• **THE PROBLEM**
The following data has a line with "drop one pin per instance, shaped like <point>151,168</point>." and a line with "Target: man's knee". Write out exactly those lines and all the lines between them.

• **RECORDS FOR THE EXERCISE**
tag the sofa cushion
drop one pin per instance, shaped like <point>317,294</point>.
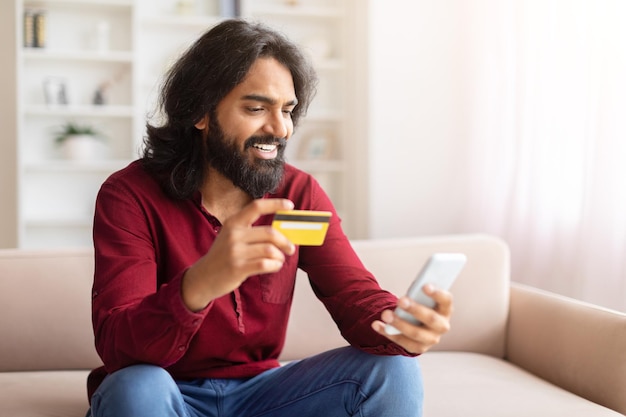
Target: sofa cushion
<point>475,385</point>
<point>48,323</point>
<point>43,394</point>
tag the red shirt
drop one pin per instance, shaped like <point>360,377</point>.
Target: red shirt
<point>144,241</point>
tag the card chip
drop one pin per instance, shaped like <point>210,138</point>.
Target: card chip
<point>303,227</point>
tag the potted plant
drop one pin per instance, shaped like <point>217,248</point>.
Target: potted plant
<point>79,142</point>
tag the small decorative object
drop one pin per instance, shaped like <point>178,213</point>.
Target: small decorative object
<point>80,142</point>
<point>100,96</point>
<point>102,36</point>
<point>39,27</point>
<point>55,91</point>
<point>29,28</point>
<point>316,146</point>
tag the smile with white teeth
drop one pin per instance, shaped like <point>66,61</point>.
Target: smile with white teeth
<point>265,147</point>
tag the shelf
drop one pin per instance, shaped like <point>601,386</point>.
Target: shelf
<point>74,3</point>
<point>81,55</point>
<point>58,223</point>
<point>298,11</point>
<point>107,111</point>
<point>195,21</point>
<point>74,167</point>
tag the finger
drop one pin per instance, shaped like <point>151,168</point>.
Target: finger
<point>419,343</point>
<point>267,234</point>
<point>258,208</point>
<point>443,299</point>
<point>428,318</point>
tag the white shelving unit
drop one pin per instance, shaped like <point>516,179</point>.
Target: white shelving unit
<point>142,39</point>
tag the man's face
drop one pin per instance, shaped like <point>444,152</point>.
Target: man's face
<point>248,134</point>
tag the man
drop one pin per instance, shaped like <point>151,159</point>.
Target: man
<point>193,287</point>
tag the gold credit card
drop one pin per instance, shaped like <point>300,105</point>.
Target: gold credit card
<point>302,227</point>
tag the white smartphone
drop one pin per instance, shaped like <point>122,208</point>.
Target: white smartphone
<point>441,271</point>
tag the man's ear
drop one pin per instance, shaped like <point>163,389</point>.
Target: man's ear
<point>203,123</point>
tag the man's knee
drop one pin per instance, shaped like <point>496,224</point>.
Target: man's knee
...
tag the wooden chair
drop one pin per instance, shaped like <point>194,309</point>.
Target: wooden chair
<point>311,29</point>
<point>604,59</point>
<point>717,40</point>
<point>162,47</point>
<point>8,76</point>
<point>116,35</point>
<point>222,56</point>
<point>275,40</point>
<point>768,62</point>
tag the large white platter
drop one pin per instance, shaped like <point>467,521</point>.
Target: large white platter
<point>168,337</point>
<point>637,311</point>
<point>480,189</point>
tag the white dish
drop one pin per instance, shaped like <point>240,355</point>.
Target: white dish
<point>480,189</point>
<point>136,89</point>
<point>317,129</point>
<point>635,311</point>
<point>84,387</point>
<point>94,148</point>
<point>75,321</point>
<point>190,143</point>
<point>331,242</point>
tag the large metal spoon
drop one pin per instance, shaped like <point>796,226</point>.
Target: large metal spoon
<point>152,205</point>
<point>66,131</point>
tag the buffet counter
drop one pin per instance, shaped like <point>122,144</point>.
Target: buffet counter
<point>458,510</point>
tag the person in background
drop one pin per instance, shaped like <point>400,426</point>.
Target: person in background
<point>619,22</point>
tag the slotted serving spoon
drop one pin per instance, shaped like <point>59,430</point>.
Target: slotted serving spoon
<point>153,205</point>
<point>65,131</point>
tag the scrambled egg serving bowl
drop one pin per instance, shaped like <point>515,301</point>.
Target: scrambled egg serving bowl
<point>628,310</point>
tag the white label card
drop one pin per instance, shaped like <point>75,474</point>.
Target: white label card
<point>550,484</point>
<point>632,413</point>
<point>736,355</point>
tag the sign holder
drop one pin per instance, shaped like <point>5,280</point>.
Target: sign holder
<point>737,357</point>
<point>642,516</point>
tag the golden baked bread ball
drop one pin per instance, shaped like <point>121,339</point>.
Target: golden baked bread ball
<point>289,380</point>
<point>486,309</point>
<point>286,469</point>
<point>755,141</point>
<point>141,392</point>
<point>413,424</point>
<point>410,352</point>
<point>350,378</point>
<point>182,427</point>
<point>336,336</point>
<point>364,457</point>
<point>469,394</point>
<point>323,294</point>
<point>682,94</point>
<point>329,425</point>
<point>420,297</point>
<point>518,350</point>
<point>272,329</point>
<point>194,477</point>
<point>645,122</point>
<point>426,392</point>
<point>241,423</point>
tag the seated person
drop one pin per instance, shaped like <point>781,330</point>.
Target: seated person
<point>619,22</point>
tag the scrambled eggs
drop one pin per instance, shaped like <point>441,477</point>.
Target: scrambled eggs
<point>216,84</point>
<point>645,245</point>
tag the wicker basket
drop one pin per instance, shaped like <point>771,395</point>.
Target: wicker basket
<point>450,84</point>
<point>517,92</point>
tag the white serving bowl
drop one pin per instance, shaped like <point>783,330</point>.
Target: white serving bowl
...
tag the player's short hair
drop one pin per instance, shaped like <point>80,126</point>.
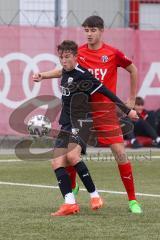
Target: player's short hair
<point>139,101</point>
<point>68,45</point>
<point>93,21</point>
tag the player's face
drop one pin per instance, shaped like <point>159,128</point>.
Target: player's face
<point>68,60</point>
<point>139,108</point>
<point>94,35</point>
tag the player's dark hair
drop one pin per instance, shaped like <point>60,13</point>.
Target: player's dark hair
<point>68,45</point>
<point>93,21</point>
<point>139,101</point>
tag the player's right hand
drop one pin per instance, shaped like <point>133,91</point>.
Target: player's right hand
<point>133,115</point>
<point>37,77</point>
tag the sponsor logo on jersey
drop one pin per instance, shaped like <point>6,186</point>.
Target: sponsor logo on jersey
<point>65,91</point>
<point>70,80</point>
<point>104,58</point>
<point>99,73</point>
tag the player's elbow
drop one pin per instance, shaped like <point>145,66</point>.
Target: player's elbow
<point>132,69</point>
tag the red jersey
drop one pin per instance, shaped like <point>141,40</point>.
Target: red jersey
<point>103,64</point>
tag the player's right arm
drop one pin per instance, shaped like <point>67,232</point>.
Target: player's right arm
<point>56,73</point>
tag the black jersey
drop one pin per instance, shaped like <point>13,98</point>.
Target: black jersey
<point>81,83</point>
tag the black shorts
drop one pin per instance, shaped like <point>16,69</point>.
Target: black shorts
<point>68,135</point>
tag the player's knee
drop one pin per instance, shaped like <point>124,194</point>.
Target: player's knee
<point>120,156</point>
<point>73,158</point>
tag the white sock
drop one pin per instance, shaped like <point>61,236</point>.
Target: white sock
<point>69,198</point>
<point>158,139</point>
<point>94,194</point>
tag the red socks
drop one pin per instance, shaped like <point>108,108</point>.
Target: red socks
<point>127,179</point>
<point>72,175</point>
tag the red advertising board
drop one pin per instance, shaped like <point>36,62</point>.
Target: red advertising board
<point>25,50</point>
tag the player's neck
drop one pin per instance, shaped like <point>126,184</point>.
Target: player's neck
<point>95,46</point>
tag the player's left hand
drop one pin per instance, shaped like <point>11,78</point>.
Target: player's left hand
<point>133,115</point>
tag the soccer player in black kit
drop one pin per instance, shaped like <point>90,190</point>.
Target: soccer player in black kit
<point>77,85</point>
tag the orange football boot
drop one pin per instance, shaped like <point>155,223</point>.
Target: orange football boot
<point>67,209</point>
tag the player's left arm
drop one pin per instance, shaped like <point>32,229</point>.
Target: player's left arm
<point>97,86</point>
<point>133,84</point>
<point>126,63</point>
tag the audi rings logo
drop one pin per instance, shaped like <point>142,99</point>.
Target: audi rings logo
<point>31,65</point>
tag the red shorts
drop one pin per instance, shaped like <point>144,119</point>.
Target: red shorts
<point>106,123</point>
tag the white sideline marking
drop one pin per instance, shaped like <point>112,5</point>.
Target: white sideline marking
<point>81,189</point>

• **RESPONSE BOX**
drop one pin per instance, shaped like <point>151,168</point>.
Target: finger
<point>419,343</point>
<point>267,234</point>
<point>258,208</point>
<point>443,299</point>
<point>428,318</point>
tag the white shelving unit
drop one pin per instance, shaped like <point>516,179</point>.
Target: white shelving unit
<point>142,39</point>
tag the man's face
drop one pin per instance, shaped like <point>444,152</point>.
Target: man's face
<point>248,134</point>
tag the man
drop one pin per instance, shaped like <point>151,159</point>.
Target: man
<point>193,287</point>
tag the gold credit card
drop one pin per instance, shaped like <point>300,105</point>.
Target: gold credit card
<point>302,227</point>
tag the white smartphone
drop one pin per instance, shaped like <point>122,208</point>.
Target: white smartphone
<point>441,271</point>
tag the man's ear
drop one pin per instance, shaped like <point>163,389</point>.
Target: man's ear
<point>203,123</point>
tag the man's knee
drop one pin per instance, shaped like <point>496,224</point>.
Target: man's knee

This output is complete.